_Exercise directions_. Please lay out the records below as a numbered list, leaving out any blank lines.

_Supplied records_.
:::
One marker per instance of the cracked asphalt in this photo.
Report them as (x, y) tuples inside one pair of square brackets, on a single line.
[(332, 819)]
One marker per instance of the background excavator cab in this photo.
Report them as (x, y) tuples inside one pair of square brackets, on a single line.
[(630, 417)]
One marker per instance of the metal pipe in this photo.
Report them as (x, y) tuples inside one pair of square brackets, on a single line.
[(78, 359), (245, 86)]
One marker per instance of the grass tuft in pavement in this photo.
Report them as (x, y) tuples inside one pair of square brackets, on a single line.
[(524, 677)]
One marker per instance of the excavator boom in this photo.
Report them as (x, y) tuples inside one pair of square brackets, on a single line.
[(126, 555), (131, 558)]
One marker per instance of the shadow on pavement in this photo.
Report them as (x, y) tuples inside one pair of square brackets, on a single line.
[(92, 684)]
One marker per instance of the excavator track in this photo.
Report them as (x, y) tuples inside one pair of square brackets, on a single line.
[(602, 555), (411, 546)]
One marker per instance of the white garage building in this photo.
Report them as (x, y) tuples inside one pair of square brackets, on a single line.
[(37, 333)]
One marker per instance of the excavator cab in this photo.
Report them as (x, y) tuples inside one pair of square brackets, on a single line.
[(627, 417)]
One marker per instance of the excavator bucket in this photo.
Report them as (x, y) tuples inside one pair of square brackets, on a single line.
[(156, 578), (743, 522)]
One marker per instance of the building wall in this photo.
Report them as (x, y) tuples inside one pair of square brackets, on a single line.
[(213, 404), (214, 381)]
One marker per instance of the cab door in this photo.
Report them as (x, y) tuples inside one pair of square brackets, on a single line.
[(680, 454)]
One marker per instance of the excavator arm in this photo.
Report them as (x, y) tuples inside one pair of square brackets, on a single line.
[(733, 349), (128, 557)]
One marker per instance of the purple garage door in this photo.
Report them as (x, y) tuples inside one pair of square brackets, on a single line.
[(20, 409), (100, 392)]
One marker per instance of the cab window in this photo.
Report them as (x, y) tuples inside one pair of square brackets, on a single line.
:::
_Result of the exercise_.
1. One marker per instance of the cracked asphalt in this photo.
2. Report them as (x, y) tuples inside one pair of square brackets, on a single line.
3. [(332, 819)]
4. One marker per instance of the background excavator cab in this photo.
5. Report them as (x, y) tuples inside one pair of square brackets, on a single line.
6. [(630, 417)]
7. One marker per instance of the metal pipe in this photo.
8. Report them as (x, y) tuples inside one pair of square brackets, on a single line.
9. [(78, 359), (245, 86)]
10. One marker per instance of the grass tuft in pavement in this photo.
11. Report them as (x, y) tuples inside one pair of square brackets, on a single line.
12. [(524, 677)]
13. One marker per instance of the excavator boom in this photo.
14. Report them as (x, y) tuples inside one pair of square brackets, on a single line.
15. [(126, 555), (131, 558)]
16. One marker per instance of the shadow on pavement in this photo.
17. Report them as (x, y) tuples inside one pair of square brackets, on a single line.
18. [(92, 684)]
19. One marker per instance of the excavator track in this photo.
20. Report them as (x, y) tuples inside one pair of square brackets, on a single line.
21. [(602, 555), (411, 546)]
22. One marker per instance of the white garage building in this photo.
23. Report them as (x, y) tuples inside one pair of square brackets, on a single line.
24. [(37, 333)]
25. One marker per instance of the excavator cab in this photo.
26. Report them as (x, y) tuples inside one pair of square brackets, on a single line.
27. [(627, 417)]
28. One marker per instance of the excavator bucket in this photo.
29. Report them as (x, y) tuples inside one pair of square brackets, on a single line.
30. [(156, 578), (743, 522)]
31. One marker per instance of the building wall in this photo.
32. Report them as (x, y) tuples inside one pair of square brackets, on a single line.
33. [(213, 404), (214, 381)]
34. One marker per instance of the cab door in this photo.
35. Report them as (x, y) tuples inside one pair of square brackets, on a single line.
36. [(680, 454)]
37. One marker per instance of the excavator arm in this photo.
38. Report them as (x, y) tuples inside one pair of square brackets, on a single line.
39. [(733, 349), (128, 557)]
40. One marker per instance of the purple garage door in this photo.
41. Report them as (x, y) tuples inside one pair of square brackets, on a single line.
42. [(20, 409), (100, 392)]
43. One marker per instance of the cab window in this photo.
44. Report them as (x, y) tuples inside one pair of square brackets, on a single line.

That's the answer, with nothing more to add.